• _EXTRAIT À LIRE_
┄┄┄┄┄┄
Depuis quelques années, on assiste en Chine à une explosion du nombre d’animaux de compagnie. Goldman Sachs anticipe que leur nombre devrait atteindre le double du nombre d’enfants en bas âge d’ici 2030. Plusieurs facteurs sont susceptibles d’expliquer ce phénomène. 

  • Tout d’abord, l’économie. Le revenu moyen par habitant a été multiplié par 10 en Chine au cours des deux dernières décennies, dépassant les 9 000 dollars en 2021. Le développement d’une importante classe moyenne, majoritairement urbaine et qui dispose d’un pouvoir d’achat important a conduit à la formation d’un marché centré autour des animaux domestiques qui pourrait dépasser les 100 milliards d’euros cette année (811 milliards de yuans) 3.
  • Une étude de 2024 de chercheurs des universités de Shenzhen et du Zhejiang indique que la possession d’animaux de compagnie est directement liée au statut socio-économique en Chine 4. Posséder un chien — ou un chat — témoigne d’un niveau de vie confortable, mais est également valorisé comme étant un signe extérieur de richesse.
  • De la même manière que le café est de plus en plus consommé en Chine au détriment du thé, l’augmentation du nombre d’animaux de compagnie traduit également une forme d’ouverture au monde, principalement influencée par l’Occident.
┄┄┄┄┄┄
• _LES DONNÉES_
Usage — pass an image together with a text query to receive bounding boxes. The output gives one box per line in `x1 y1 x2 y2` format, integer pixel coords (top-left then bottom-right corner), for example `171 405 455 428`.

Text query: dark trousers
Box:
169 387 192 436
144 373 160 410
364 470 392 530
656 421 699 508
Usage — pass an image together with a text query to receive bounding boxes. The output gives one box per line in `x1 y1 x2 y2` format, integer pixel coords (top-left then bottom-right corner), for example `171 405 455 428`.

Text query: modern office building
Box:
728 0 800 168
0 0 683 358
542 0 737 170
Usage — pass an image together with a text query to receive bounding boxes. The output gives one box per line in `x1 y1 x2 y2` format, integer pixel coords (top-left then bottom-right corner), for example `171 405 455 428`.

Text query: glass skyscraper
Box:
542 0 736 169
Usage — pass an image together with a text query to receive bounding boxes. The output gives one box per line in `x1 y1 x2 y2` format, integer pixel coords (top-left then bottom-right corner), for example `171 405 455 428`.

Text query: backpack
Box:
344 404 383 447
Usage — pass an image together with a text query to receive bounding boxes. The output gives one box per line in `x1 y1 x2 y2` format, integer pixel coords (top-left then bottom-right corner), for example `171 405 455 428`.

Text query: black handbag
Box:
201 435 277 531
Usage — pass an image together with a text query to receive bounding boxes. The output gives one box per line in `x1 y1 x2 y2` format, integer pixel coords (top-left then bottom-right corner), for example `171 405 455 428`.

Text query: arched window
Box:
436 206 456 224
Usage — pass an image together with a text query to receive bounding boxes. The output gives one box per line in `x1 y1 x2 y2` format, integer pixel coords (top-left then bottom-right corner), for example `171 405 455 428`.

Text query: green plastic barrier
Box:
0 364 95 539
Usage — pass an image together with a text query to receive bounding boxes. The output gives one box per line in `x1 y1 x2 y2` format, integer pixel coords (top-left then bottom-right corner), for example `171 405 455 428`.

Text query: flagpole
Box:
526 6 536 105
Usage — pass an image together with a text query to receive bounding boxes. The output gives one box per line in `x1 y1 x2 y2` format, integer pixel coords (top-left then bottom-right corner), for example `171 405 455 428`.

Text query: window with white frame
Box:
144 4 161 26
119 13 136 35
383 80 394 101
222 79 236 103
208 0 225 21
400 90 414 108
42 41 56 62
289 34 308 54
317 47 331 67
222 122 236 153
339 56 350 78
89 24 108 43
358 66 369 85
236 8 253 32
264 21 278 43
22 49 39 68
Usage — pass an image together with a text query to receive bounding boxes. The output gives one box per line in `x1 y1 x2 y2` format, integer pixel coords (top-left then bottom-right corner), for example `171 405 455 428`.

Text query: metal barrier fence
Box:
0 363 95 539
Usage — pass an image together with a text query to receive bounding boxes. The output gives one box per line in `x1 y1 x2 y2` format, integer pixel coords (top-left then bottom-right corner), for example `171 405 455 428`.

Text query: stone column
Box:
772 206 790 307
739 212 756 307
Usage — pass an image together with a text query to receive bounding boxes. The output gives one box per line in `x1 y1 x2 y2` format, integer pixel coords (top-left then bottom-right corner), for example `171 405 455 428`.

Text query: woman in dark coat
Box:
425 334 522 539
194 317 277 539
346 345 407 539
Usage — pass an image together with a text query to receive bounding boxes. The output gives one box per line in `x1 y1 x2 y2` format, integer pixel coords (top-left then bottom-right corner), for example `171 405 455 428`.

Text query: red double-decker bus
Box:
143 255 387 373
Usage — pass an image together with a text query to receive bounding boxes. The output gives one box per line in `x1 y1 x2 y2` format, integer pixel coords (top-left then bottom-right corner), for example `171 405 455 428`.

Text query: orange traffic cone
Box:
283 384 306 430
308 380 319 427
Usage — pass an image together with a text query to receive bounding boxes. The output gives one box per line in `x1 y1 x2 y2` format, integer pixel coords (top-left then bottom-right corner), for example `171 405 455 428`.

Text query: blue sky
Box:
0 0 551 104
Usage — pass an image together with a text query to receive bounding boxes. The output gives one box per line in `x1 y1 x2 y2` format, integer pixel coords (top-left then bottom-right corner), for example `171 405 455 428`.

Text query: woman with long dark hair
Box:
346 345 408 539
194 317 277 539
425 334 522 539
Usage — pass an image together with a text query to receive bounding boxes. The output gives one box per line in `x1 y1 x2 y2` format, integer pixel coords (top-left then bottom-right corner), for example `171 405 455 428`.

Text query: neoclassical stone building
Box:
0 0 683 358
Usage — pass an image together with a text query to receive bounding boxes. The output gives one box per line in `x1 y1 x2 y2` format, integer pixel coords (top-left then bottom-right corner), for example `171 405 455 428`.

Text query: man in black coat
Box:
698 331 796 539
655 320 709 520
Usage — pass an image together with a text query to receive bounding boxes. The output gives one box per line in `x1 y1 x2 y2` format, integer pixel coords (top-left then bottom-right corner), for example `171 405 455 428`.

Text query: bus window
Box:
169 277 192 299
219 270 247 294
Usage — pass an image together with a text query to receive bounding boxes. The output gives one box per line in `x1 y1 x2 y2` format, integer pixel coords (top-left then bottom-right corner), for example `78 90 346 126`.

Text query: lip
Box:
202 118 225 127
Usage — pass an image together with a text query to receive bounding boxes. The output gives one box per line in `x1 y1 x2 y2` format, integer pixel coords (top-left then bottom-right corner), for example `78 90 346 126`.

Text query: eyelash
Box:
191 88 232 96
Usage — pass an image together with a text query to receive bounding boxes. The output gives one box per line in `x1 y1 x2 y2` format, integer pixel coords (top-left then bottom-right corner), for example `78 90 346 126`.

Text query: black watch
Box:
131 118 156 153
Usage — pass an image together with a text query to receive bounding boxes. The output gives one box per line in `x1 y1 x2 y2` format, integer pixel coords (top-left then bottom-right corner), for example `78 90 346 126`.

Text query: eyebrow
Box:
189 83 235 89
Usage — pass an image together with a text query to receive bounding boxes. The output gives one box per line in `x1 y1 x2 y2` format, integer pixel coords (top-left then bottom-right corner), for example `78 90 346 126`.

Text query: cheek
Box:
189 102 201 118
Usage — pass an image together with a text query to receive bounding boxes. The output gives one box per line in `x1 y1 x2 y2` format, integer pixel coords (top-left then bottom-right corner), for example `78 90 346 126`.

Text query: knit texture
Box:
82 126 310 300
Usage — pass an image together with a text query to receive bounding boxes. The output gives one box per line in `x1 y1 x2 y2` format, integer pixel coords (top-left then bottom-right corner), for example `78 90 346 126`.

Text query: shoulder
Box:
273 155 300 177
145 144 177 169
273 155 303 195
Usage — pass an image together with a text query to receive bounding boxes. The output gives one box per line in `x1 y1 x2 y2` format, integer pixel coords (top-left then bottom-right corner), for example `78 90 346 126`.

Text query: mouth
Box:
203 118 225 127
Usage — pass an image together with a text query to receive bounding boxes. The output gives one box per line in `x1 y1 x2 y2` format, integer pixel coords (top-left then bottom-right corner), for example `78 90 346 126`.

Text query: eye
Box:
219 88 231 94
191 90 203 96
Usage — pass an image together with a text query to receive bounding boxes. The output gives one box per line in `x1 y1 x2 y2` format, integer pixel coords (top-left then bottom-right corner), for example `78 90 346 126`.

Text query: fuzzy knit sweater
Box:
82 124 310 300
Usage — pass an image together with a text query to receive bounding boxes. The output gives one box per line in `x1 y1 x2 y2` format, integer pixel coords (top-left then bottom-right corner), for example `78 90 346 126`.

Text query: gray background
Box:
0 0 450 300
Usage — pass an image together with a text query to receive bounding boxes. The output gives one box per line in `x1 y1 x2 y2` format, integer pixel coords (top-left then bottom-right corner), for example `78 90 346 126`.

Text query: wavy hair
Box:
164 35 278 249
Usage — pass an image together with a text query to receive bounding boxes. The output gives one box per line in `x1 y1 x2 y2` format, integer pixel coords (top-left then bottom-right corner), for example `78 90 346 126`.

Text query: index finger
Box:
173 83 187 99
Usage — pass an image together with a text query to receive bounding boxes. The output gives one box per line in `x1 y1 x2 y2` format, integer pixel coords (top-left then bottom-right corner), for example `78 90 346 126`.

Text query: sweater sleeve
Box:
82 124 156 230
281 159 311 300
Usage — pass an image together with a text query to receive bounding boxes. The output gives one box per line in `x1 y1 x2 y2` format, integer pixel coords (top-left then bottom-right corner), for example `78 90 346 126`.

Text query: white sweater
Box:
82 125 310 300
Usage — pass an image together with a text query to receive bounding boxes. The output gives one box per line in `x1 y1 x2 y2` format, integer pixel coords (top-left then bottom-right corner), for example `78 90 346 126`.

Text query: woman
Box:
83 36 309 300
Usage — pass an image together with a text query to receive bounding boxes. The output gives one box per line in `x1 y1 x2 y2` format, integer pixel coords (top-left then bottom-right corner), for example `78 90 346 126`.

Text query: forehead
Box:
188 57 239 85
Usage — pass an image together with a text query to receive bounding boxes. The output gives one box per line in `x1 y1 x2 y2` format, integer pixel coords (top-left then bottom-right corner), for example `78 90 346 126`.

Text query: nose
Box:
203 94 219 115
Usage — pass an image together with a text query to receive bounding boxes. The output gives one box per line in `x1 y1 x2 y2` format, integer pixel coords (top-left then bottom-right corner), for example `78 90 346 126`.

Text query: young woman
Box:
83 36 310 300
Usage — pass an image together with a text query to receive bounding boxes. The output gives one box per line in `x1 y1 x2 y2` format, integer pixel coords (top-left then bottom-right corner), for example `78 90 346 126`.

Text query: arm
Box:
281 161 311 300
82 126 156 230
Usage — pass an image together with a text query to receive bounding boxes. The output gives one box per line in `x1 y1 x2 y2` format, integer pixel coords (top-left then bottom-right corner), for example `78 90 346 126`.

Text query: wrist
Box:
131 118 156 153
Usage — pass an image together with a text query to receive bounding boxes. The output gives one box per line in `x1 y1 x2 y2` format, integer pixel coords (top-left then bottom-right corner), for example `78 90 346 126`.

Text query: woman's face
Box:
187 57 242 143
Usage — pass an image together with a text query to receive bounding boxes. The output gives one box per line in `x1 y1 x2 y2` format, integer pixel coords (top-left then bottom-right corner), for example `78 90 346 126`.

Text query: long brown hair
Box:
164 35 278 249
┄┄┄┄┄┄
• _CONSIGNES_
a. D'après l'extrait sur les animaux de compagnie en Chine, par combien le revenu moyen par habitant a-t-il été multiplié au cours des deux dernières décennies ?
b. Prolongez le texte sur l'essor des animaux de compagnie en Chine en partant de sa dernière phrase.

• _RÉPONSES PAR CONSIGNE_
a. Il a été multiplié par 10.

b.
  • La possession de chiens et de chats est par ailleurs visée par certains nationalistes chinois qui dénoncent une « influence néo-impériale ». L’ancien professeur à l’université de Tsinghua, Zhao Nanyuan, considérait l’augmentation du nombre d’animaux de compagnie et la prise en compte croissante de leur bien-être comme étant liée à la diffusion en Chine d’un mouvement occidental en faveur du droit des animaux.
  • Pour Nanyuan, l’importation de ces « théories » en Chine serait susceptible de contribuer à des attentats terroristes « qui ont provoqué une série d’incidents en Occident, tels que des incendies de laboratoires animaliers, ce qui est devenu un obstacle majeur à la recherche scientifique en Europe et aux États-Unis » 5.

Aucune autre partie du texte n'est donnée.